• Your instructions: Turn the material, starting at its beginning and ending at the line that contains "rough mask: <svg", into a numbered list without blank lines. Leave the pictures out.

• Recorded information:
Content starts

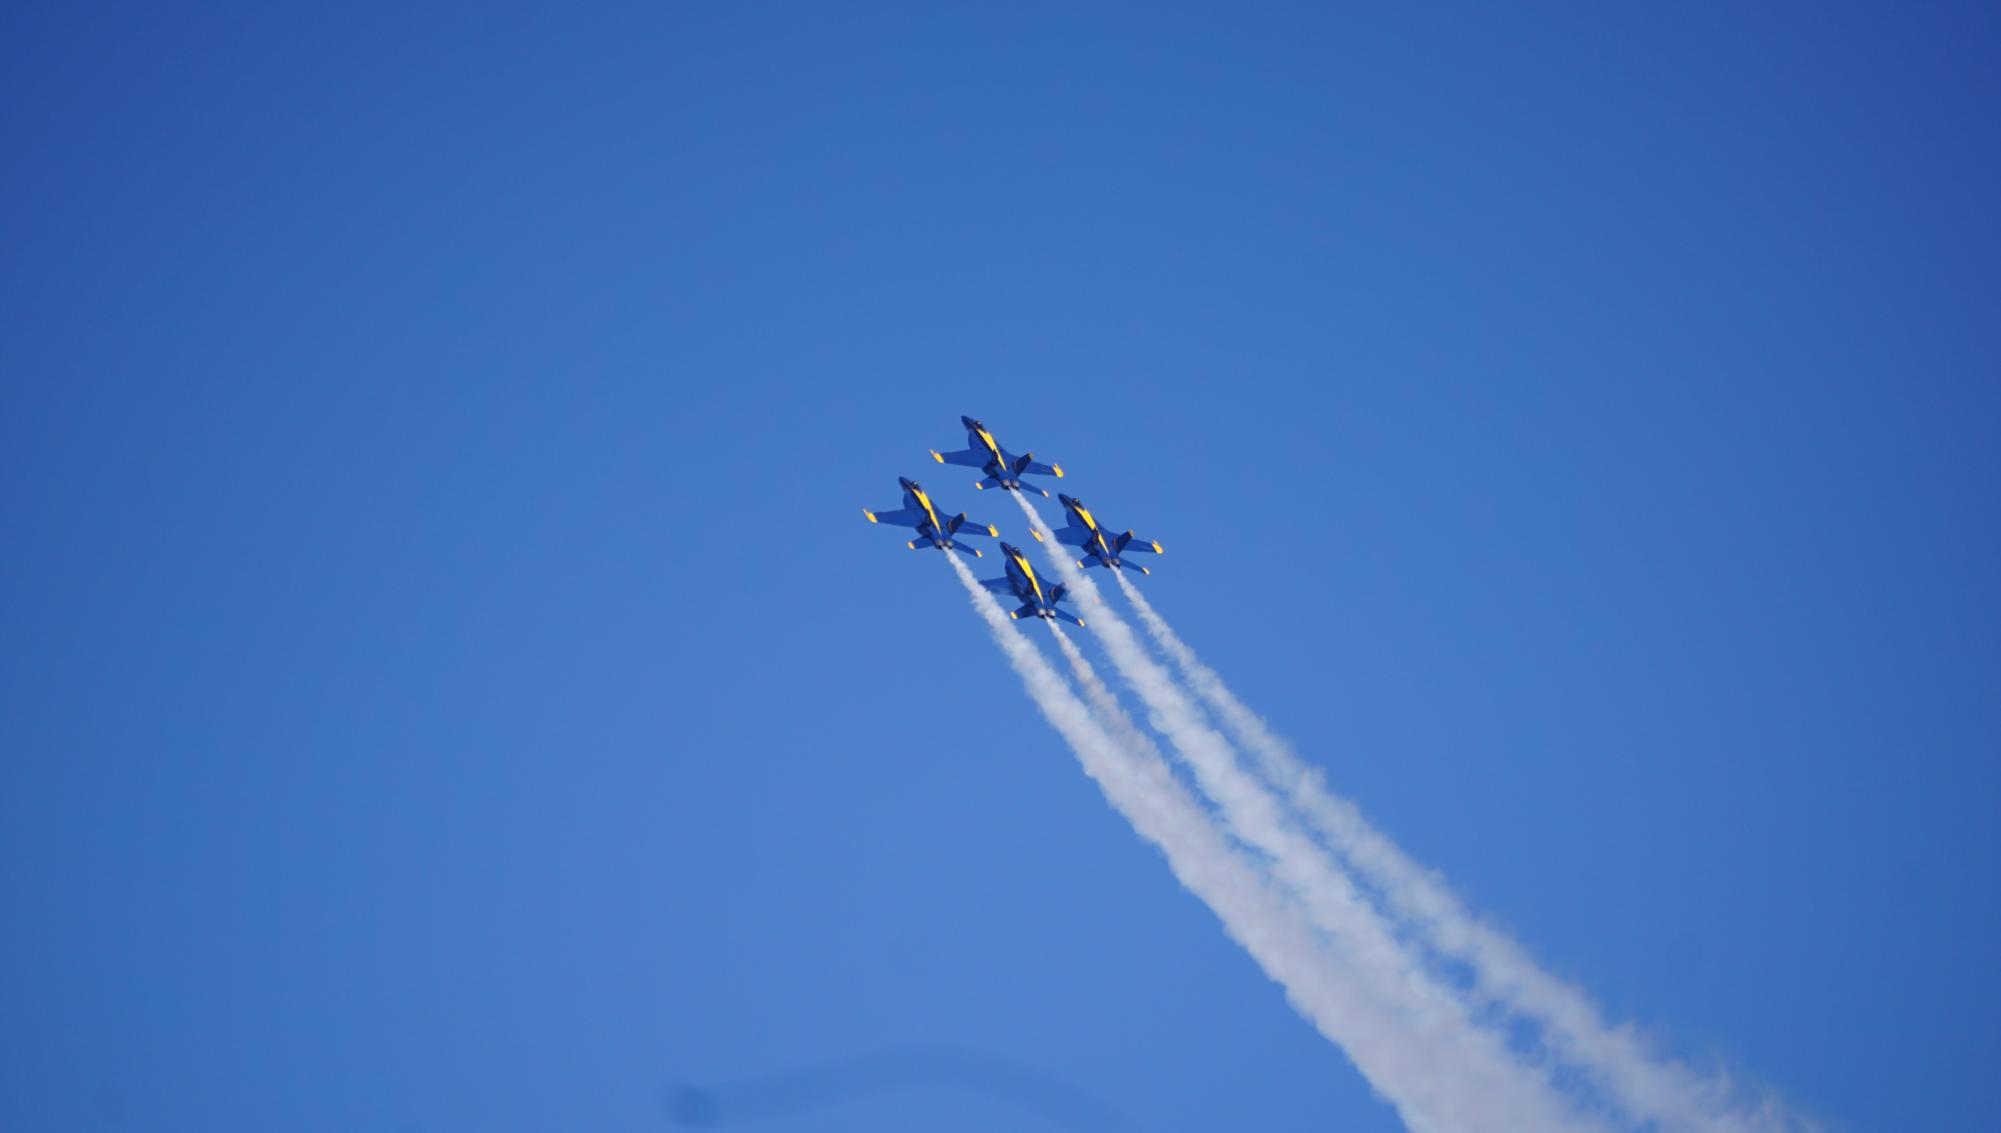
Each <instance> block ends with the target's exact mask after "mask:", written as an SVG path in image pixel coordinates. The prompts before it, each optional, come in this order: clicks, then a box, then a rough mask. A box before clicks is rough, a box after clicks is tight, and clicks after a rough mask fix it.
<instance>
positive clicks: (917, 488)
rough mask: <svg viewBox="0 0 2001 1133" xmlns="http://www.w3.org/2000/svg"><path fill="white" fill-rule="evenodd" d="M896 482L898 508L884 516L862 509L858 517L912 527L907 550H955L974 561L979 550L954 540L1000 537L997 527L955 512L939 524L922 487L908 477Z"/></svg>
mask: <svg viewBox="0 0 2001 1133" xmlns="http://www.w3.org/2000/svg"><path fill="white" fill-rule="evenodd" d="M896 482H898V484H902V506H900V508H896V510H884V512H876V510H868V508H862V514H864V516H868V522H886V524H892V526H914V528H916V538H912V540H910V542H908V546H910V550H924V548H930V546H936V548H938V550H958V552H960V554H970V556H974V558H980V550H978V548H976V546H966V544H964V542H958V536H960V534H1001V528H998V526H994V524H990V522H972V520H968V518H966V512H958V514H954V516H952V518H946V520H940V518H938V508H936V506H932V502H930V494H928V492H924V486H922V484H918V482H916V480H912V478H908V476H896Z"/></svg>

Content ends

• Task answer:
1. Each <instance> block ends with the target's exact mask after "mask:", written as an SVG path in image pixel coordinates. The prompts before it, each optional, come in this order: clicks, then a box, then a rough mask. A box before clicks is rough, a box after clicks is tight, and clicks after a rough mask fix it.
2. <instance>
3. positive clicks: (917, 488)
4. rough mask: <svg viewBox="0 0 2001 1133" xmlns="http://www.w3.org/2000/svg"><path fill="white" fill-rule="evenodd" d="M896 482L898 508L884 516L862 509L858 517L912 527L907 550H955L974 561L979 550L954 540L1000 537L997 527L955 512L939 524L922 487L908 477Z"/></svg>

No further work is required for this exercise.